### WORK TO COMPLETE
Note every line in the entries that contains the string "sand", and copy it.

** Opening DATASET ENTRIES block **

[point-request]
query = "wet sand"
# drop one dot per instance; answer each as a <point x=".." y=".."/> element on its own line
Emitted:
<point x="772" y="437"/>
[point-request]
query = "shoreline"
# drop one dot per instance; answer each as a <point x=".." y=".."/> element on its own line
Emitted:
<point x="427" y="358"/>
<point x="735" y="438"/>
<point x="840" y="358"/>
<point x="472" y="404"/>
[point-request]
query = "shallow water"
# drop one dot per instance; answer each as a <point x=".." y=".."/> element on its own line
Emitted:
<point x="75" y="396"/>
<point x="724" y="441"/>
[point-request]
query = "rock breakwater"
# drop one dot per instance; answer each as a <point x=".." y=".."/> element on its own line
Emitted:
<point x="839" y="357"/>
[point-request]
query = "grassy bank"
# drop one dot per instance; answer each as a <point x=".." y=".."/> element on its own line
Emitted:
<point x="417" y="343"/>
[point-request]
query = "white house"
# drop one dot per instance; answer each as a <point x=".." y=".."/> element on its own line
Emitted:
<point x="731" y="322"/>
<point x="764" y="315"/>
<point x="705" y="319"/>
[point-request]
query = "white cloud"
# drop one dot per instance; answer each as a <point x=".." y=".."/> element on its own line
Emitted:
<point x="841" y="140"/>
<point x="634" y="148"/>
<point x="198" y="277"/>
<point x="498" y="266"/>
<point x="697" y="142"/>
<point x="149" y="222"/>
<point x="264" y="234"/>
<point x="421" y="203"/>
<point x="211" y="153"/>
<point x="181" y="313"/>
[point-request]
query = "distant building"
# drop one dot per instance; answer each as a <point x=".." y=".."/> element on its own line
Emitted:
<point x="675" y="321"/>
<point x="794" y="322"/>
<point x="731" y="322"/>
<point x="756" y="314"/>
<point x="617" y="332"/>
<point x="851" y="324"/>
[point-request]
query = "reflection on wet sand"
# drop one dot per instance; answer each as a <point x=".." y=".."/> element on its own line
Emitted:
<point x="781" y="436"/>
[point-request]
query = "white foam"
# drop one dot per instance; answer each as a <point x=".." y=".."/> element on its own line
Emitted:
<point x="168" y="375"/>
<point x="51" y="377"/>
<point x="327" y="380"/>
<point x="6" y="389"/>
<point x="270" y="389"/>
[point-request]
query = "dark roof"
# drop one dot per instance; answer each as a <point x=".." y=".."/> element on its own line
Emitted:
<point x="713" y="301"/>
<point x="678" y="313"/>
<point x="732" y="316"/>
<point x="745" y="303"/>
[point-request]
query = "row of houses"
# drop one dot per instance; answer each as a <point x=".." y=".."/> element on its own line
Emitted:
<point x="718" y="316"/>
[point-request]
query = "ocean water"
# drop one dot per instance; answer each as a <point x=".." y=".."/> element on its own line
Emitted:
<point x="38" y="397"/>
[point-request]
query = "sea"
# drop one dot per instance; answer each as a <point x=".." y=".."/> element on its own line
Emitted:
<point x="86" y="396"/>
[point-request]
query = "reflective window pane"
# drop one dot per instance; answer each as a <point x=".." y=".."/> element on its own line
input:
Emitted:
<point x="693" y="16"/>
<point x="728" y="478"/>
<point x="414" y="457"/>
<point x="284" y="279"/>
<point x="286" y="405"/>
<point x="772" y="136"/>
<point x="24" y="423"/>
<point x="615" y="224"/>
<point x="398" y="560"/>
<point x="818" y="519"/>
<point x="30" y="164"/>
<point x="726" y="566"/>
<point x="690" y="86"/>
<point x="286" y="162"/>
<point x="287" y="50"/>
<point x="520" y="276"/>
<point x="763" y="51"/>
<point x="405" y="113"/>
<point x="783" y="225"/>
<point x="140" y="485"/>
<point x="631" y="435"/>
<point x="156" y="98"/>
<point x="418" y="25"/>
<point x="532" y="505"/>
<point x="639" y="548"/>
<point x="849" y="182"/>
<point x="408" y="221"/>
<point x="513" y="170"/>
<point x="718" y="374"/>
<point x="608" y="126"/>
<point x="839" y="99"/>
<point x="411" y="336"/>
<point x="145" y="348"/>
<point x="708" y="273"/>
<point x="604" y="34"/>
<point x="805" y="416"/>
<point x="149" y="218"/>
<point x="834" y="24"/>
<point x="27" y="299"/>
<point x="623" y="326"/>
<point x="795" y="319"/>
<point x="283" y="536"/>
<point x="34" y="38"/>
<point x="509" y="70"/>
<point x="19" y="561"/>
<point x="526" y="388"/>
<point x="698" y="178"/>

** Closing DATASET ENTRIES block **

### RESULT OF THE EXERCISE
query = "wet sand"
query = "reflection on wet sand"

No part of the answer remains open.